> **What to do**
Determine how many of the lines below include "figure", then respond with that number and no other text.

> **Dataset extract**

━━━━━━━━━━━━━━━━━━━━

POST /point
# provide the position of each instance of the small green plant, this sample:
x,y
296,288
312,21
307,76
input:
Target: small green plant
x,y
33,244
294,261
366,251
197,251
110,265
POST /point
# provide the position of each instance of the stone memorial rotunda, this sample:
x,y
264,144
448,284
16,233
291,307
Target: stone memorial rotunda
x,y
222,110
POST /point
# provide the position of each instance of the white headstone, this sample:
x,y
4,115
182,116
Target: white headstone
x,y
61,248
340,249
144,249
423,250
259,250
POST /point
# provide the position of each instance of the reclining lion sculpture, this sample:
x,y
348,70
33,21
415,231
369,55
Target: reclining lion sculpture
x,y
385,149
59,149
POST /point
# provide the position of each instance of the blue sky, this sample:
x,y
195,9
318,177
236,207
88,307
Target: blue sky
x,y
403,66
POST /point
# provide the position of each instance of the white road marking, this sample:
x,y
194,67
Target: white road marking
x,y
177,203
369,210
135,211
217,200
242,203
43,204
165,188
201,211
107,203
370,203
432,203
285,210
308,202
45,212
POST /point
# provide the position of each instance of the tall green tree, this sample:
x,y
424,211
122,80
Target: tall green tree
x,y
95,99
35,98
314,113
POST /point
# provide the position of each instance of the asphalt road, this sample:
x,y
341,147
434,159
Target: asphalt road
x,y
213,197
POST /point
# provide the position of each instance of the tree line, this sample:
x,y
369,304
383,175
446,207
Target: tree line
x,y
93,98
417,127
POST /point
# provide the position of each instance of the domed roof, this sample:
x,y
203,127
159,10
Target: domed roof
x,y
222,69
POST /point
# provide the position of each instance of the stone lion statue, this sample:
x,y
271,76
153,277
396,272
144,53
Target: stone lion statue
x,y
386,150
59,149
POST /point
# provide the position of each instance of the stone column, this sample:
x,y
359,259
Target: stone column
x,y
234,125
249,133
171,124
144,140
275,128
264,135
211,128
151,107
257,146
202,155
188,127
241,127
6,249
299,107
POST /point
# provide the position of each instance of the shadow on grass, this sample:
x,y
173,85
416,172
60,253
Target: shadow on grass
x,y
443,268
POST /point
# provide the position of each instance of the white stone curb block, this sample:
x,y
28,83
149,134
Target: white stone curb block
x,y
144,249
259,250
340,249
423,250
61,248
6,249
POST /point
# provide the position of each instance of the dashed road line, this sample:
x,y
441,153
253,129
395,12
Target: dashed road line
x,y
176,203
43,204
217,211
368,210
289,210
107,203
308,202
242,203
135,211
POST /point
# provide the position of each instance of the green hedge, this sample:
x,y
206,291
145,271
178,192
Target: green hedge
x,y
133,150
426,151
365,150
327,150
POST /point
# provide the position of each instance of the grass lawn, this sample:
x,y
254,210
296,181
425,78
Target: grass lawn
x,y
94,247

━━━━━━━━━━━━━━━━━━━━

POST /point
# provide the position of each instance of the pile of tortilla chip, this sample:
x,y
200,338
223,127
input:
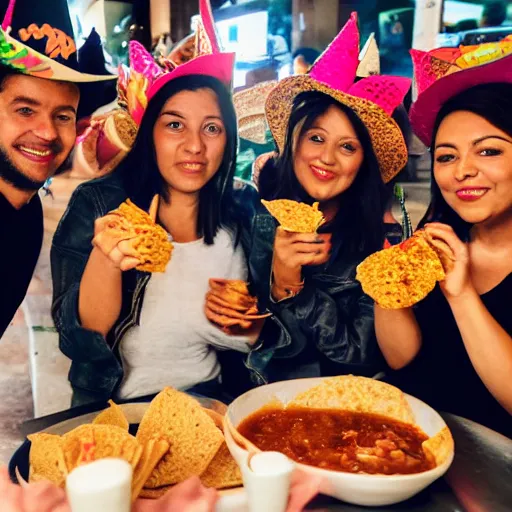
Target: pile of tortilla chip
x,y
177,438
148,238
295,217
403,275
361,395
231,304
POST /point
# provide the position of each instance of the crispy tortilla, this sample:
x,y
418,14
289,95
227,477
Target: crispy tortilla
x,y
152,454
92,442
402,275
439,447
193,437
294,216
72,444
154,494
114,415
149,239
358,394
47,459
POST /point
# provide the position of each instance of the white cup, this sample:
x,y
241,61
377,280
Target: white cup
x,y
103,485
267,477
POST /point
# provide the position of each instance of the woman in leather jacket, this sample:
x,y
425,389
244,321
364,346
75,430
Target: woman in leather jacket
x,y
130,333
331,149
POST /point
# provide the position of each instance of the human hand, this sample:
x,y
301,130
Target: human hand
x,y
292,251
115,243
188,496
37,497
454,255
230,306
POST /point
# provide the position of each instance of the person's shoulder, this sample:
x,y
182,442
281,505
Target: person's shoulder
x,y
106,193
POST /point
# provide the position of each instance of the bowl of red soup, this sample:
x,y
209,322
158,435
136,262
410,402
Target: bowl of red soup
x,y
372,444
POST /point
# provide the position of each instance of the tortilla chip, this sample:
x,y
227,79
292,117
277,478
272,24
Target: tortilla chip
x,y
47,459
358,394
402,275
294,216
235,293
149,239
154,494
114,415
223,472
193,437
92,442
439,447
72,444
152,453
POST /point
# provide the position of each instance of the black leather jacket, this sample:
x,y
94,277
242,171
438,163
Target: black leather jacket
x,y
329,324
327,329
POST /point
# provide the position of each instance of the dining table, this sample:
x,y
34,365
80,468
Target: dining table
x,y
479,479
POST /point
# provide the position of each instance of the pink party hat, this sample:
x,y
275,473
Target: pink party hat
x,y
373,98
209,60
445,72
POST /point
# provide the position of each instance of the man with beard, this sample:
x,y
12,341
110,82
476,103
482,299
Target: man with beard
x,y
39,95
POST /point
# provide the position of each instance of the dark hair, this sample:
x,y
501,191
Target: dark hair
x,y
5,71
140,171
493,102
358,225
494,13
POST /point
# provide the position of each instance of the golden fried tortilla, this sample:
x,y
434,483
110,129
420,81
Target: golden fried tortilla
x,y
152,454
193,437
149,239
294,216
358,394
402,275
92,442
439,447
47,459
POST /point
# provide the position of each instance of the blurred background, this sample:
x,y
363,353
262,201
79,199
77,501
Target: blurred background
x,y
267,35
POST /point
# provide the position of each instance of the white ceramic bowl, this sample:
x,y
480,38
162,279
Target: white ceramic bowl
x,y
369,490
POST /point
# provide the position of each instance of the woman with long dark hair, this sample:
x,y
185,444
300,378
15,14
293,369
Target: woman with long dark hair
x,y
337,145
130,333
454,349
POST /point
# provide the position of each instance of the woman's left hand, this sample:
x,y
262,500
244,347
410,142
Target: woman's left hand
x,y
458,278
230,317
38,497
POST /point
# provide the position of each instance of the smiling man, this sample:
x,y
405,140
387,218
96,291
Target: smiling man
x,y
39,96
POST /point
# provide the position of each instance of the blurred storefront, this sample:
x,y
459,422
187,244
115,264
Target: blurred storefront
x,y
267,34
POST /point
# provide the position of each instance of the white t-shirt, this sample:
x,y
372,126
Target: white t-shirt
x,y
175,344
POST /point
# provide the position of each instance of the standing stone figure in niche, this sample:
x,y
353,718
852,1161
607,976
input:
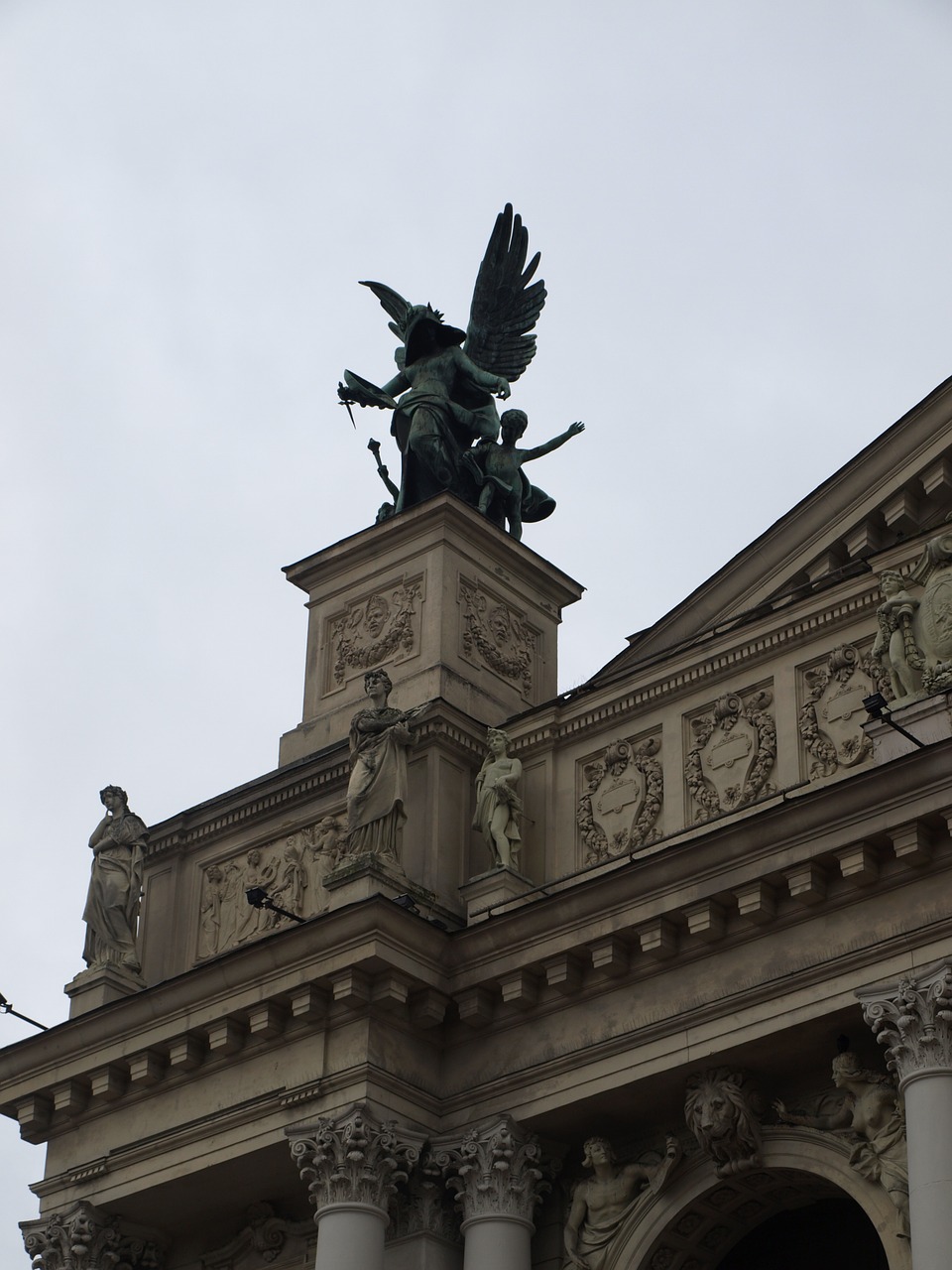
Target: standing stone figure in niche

━━━━━━━━━━━━━━━━━━━━

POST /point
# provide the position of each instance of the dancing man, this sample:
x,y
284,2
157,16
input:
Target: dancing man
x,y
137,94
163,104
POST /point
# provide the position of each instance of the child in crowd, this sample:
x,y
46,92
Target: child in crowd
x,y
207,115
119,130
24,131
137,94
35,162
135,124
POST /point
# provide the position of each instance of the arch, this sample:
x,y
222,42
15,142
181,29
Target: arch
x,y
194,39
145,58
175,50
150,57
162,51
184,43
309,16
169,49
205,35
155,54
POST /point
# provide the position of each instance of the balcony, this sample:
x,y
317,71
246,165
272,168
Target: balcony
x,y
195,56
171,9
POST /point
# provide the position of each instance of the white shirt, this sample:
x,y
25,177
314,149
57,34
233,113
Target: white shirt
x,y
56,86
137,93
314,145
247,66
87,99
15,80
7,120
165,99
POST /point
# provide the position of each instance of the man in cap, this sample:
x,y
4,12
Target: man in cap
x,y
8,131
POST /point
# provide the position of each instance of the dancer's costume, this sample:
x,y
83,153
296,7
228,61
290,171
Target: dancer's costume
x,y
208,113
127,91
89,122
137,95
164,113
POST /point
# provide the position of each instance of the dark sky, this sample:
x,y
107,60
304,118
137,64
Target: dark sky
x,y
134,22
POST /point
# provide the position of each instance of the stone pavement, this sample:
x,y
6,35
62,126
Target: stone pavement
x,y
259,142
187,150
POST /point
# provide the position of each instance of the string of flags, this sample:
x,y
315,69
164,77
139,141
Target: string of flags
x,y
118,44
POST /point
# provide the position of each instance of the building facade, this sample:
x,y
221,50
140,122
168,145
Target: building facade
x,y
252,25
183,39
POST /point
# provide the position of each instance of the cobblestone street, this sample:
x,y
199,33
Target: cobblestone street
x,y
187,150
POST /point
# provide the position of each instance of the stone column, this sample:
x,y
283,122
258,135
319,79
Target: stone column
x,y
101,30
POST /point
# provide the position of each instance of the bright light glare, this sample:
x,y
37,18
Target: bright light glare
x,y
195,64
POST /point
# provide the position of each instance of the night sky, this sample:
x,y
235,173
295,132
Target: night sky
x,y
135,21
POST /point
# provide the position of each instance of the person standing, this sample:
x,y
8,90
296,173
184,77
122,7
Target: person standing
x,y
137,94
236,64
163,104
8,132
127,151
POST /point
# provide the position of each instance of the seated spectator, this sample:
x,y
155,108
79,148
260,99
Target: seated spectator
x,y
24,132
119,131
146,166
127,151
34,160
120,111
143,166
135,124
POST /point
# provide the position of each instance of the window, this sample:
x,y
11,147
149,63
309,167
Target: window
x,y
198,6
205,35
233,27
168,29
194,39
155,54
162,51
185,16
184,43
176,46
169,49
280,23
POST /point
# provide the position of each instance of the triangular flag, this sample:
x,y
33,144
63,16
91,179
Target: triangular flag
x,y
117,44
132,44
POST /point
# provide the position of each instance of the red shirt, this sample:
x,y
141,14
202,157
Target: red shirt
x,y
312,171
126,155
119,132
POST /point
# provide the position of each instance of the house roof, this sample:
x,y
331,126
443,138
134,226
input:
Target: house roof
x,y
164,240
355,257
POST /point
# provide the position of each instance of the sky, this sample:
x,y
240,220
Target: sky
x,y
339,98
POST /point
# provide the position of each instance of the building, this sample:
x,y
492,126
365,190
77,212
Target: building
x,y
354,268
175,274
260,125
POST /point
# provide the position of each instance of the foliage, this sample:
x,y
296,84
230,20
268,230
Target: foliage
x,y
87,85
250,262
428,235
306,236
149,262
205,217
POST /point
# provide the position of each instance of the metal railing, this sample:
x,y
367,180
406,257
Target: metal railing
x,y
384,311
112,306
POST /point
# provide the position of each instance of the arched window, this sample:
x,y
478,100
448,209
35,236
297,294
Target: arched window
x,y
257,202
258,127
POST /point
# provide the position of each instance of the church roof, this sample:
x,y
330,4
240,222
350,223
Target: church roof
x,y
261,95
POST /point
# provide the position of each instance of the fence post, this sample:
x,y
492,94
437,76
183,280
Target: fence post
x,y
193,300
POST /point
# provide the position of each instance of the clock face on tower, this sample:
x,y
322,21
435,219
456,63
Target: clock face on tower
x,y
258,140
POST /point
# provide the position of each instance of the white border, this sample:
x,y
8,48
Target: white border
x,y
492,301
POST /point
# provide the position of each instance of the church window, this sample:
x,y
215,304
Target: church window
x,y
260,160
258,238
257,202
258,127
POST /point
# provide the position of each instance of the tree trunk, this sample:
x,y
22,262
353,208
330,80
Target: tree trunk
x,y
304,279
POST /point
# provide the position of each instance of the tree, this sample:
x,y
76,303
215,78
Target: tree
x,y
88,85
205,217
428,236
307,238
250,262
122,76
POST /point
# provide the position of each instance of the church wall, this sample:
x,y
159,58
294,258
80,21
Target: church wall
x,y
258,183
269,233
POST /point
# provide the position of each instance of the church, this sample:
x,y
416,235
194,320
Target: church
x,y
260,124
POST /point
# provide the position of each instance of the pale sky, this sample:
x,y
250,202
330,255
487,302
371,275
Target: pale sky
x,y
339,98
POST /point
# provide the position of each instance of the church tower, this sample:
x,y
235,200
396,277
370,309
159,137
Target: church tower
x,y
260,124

━━━━━━━━━━━━━━━━━━━━

> **Reply to the task**
2